--- START ---

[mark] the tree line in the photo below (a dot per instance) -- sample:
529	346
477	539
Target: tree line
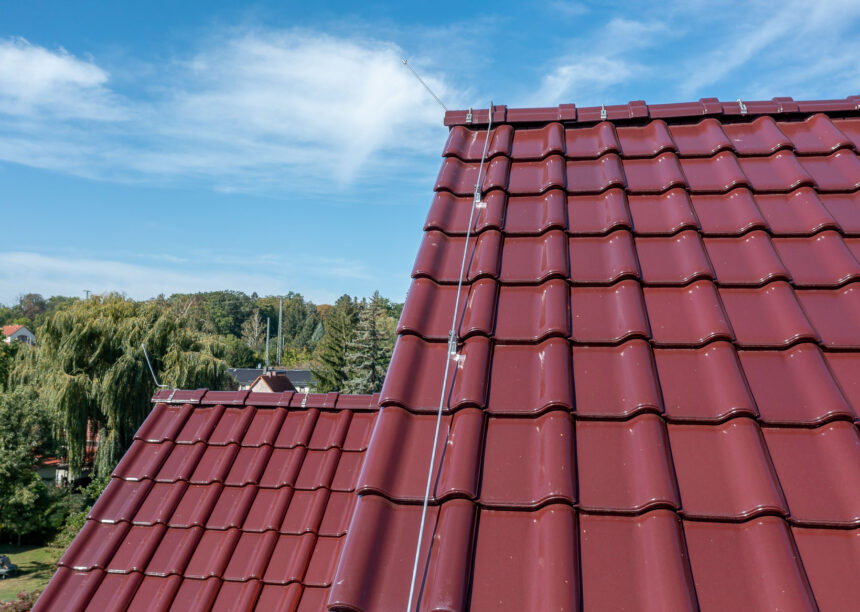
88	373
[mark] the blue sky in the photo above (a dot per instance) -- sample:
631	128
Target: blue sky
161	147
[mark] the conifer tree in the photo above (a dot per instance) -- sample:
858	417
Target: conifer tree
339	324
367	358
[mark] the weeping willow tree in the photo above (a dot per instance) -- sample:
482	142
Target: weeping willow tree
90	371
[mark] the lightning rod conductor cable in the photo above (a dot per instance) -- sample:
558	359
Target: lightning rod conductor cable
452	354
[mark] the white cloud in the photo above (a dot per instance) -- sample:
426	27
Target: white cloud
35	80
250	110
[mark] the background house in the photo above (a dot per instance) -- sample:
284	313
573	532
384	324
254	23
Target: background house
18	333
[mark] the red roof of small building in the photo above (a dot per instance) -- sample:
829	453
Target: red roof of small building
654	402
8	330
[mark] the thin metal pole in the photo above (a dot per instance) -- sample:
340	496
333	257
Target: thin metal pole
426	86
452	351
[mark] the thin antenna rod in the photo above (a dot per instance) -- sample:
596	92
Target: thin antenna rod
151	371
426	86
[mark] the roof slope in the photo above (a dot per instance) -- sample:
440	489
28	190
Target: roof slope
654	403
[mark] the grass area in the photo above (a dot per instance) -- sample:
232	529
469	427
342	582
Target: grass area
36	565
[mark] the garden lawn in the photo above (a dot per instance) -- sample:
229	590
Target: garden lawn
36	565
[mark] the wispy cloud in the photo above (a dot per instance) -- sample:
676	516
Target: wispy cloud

--- END ---
--- START ---

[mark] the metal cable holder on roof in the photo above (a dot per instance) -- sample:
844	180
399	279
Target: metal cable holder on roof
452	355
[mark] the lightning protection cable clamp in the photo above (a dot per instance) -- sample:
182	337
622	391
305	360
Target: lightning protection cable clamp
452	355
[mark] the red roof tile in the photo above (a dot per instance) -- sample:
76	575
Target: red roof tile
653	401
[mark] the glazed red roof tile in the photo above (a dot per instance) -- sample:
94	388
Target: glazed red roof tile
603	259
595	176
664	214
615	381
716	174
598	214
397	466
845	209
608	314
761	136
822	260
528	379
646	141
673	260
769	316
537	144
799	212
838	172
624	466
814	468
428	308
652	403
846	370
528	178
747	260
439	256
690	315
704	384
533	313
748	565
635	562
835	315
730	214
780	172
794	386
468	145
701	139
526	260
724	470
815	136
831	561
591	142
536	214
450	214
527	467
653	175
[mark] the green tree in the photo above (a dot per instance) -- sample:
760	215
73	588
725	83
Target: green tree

--- END ---

** Assignment **
Where a line of the entries contains the word "green", copy that line.

** Response below **
[mark] the green tree in the photo above (a dot per instance) -- sample:
Target: green tree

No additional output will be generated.